• [JOB A]: Translate this sentence from the post on first job interviews into Spanish: "This will typically be the supervisor or manager who will directly supervise this position."
• [JOB B]: According to the post on first job interviews, how many years did the writer spend as a manager in the retail industry?
• [JOB C]: Continue the post on first job interviews from the point where it stops.

Whether you’re a recent college graduate looking for your first job in your chosen career, or a teenager just looking to make some money, the thought of your first interview can be intimidating, if not downright terrifying!
But it doesn’t have to be this way. Much of the fear of first interviews comes from the unknowns. You don’t know what to expect and may not know how to prepare. Don’t worry – I’ll clear these things up for you in this post.
While much of my career as a Hiring Manager has been for organizations that don’t have many entry-level positions, I did spend seven years as a manager in the retail industry. This is an industry that has many entry-level jobs and as a result, I’ve interviewed many candidates for whom it was their first interview ever.
What to Expect in Your First Interview
Who will be there?
If it’s a minimum wage entry-level position, such as is common in the retail and fast food industries, there will probably be only one person besides yourself in the interview. This will typically be the supervisor or manager who will directly supervise this position.
If it’s a large company, for example, a large retail department store, that hires a large number of people on an ongoing basis, it may even be an HR manager who does the interview and may even make the hiring decision.
For professional entry-level positions, such as those looking for recent college graduates, it’s likely there will be two or more interviewers. There may even be an interview panel, though this is less common.
Where will the interview take place?
If it’s a large location for a large organization, there will be conference rooms and this is where interviews will usually take place.
If it’s a fast-food restaurant or retail store, it may take place in a manager’s office. For small fast food or other restaurants, I’ve even seen interviews conducted at one of the customer tables.

• [ENTRIES SHOWN]:
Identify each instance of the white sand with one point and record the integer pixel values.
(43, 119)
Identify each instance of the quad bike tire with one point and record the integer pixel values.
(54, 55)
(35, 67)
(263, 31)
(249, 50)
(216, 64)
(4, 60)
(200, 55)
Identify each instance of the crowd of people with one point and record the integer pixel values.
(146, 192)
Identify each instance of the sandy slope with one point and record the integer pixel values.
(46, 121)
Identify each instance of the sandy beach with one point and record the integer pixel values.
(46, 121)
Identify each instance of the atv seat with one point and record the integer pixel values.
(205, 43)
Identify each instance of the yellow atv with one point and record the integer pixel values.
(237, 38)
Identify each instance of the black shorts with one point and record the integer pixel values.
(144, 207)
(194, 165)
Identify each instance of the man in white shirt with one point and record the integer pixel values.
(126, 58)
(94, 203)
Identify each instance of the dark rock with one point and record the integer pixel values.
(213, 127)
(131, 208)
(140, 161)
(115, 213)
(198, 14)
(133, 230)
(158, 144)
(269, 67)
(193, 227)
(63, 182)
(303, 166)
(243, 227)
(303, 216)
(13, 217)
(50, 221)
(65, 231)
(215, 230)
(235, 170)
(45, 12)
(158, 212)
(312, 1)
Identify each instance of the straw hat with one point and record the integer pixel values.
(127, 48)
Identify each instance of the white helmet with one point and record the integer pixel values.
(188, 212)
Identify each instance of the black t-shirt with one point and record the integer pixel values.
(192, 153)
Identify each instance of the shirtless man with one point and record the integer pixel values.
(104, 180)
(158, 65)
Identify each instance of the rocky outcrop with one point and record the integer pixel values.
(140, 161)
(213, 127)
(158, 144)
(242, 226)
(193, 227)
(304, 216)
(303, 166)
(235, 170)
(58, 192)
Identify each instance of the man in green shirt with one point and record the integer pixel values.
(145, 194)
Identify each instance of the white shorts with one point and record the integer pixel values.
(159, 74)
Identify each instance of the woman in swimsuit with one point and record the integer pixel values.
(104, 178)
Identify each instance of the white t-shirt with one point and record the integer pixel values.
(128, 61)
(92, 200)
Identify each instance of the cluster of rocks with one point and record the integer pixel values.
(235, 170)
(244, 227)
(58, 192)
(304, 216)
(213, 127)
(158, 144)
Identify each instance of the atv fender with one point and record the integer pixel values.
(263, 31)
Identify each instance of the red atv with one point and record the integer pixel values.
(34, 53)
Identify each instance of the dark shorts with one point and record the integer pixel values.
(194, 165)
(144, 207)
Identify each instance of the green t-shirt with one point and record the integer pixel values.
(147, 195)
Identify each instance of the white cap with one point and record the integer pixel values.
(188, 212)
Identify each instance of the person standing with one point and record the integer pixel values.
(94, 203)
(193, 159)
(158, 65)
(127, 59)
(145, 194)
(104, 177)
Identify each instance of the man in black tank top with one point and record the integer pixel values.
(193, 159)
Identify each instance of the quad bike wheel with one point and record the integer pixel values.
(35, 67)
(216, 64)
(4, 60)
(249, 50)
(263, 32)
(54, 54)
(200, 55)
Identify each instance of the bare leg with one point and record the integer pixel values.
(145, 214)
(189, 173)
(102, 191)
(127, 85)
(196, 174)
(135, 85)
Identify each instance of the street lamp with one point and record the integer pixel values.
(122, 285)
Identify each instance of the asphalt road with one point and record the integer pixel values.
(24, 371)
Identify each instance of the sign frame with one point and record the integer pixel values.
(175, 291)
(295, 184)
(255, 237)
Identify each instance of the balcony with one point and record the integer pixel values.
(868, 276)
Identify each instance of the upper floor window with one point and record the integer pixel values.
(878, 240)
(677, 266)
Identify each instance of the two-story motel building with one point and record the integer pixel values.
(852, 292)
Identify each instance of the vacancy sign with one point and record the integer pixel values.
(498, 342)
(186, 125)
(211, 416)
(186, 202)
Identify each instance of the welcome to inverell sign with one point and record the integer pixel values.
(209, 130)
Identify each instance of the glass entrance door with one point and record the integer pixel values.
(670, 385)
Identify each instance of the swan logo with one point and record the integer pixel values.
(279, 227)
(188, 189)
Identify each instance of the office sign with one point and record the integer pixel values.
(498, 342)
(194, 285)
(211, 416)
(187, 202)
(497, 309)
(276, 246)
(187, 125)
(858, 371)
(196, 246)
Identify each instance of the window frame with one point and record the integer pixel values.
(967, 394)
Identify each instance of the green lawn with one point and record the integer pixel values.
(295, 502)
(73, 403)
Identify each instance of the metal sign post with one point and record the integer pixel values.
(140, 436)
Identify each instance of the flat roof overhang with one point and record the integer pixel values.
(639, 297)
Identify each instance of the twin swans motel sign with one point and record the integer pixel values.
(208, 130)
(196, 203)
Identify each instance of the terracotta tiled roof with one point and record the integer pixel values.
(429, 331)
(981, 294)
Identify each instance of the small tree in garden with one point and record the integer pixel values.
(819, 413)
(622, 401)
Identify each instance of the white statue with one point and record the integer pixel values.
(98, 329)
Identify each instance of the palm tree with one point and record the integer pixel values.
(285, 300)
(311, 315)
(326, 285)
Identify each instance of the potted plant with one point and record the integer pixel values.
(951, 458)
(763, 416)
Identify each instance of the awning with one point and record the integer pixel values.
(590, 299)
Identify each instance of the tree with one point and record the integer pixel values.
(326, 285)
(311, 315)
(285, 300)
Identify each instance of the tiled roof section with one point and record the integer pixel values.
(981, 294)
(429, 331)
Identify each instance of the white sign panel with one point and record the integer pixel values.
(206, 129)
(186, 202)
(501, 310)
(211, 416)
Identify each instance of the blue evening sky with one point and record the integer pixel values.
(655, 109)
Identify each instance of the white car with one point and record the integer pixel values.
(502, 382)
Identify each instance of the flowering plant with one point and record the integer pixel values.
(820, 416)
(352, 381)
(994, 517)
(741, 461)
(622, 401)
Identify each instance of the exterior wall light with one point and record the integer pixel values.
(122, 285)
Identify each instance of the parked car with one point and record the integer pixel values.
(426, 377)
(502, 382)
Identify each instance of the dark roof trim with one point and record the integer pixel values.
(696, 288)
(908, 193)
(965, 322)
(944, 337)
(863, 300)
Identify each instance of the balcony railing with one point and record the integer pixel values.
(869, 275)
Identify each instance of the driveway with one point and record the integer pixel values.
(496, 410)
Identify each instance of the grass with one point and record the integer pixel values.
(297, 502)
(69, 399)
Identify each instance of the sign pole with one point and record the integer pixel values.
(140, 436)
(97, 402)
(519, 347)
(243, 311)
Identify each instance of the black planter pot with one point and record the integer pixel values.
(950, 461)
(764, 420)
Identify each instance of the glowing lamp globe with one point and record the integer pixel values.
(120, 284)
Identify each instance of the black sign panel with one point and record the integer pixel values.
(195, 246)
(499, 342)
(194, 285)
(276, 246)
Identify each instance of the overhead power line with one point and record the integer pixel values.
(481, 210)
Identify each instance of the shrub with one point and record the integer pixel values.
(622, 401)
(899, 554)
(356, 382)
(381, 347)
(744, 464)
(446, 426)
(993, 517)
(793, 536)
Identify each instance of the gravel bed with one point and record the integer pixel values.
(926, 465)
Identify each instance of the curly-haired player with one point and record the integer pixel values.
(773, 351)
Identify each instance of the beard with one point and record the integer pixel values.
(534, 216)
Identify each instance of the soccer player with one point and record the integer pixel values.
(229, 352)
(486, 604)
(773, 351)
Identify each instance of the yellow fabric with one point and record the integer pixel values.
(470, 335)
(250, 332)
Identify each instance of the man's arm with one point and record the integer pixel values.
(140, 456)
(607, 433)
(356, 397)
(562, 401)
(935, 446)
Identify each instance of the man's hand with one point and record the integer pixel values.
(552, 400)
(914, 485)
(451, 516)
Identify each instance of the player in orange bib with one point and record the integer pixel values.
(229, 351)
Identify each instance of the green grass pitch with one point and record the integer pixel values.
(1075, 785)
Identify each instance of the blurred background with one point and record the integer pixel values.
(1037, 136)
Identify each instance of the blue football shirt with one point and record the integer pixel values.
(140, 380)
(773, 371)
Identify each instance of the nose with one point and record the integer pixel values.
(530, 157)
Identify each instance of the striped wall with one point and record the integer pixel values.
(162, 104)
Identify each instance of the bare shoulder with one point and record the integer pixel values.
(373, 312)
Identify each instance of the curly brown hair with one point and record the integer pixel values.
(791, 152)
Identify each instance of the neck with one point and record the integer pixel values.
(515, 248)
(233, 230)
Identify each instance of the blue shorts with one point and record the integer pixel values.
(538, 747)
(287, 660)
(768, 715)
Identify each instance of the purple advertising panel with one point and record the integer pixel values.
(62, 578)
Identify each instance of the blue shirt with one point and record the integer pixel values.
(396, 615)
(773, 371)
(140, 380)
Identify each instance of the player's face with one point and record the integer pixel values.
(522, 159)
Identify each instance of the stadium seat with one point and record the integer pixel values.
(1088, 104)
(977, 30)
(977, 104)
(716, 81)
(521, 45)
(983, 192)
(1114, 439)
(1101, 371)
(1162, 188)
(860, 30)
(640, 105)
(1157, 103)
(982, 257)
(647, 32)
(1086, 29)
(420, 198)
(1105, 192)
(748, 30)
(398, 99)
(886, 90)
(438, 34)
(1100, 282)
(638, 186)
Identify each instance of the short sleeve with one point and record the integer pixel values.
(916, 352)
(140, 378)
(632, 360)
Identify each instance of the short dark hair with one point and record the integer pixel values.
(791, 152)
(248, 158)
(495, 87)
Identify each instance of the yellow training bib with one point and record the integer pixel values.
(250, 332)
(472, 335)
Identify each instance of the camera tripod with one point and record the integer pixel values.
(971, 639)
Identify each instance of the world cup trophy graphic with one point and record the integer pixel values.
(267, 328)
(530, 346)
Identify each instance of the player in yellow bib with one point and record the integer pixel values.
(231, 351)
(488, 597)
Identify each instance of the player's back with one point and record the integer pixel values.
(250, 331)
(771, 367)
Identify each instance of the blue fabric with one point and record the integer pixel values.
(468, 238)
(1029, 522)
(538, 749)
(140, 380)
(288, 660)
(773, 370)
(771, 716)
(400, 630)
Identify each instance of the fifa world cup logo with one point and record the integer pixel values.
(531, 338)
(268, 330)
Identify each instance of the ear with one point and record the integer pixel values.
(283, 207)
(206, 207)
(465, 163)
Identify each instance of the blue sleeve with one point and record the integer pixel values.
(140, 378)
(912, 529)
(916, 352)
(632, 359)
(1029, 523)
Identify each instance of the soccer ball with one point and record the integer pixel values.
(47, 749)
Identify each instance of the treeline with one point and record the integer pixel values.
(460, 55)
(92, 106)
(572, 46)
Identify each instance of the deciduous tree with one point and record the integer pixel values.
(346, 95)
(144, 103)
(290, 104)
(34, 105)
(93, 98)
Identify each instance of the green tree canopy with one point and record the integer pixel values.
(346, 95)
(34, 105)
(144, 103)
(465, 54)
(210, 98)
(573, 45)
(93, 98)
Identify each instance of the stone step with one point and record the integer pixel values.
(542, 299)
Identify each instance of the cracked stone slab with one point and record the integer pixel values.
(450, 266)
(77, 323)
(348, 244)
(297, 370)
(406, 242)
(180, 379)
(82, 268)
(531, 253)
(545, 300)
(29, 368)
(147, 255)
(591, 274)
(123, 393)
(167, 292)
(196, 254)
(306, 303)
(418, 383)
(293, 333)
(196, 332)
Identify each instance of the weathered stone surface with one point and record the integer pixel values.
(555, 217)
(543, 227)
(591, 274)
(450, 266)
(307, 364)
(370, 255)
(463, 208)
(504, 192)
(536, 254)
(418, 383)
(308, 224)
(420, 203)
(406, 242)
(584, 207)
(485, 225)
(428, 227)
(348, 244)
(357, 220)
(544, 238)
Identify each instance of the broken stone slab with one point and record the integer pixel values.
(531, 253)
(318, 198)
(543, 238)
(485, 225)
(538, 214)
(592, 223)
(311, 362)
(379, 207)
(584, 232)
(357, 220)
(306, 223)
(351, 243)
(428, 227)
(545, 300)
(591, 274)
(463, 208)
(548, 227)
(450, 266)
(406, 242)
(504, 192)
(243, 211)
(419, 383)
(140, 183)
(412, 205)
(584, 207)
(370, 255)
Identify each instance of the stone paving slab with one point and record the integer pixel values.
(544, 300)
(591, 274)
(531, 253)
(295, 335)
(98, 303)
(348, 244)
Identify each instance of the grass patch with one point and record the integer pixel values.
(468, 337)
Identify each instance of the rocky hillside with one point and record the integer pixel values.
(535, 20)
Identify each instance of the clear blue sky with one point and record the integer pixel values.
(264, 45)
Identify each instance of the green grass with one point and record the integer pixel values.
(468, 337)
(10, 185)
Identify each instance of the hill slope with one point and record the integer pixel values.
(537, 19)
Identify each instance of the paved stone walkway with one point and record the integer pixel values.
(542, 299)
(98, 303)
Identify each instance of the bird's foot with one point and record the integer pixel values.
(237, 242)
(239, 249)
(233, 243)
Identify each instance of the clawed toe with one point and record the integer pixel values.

• [TASK RESPONSE A]: Normalmente será el supervisor o gerente que supervisará directamente este puesto.

• [TASK RESPONSE B]: Seven years.

• [TASK RESPONSE C]:
Regardless of the environment or who will be there, your interview preparation should be the same.
How to Prepare for Your First Interview
Do you need a resume?
When people ask me for advice about a first interview, one of the first questions they ask is “Do I need a resume?”. My answer is…maybe.
If you’re applying for your very first job ever (typical for teenagers) you probably don’t need to prepare a formal resume. The application you’ll be given to fill out will tell them what they want to know. But there are still some things you do need to prepare and bring with you, as I’ll explain below.
If you’re a college graduate going on your first interview for your first job in your chosen profession, it’s expected that you will have a resume. Even though you don’t have any direct experience, the Hiring Manager will still want to know about your educational background, what classes you took, what were your specific areas of focus that are relevant to the job, what other jobs you’ve had, even if it’s not in that industry.
For example, you may have other life experiences that demonstrate skills required for that position, such as volunteering, babysitting, tutoring other students, delivering newspapers, captain of a sports team.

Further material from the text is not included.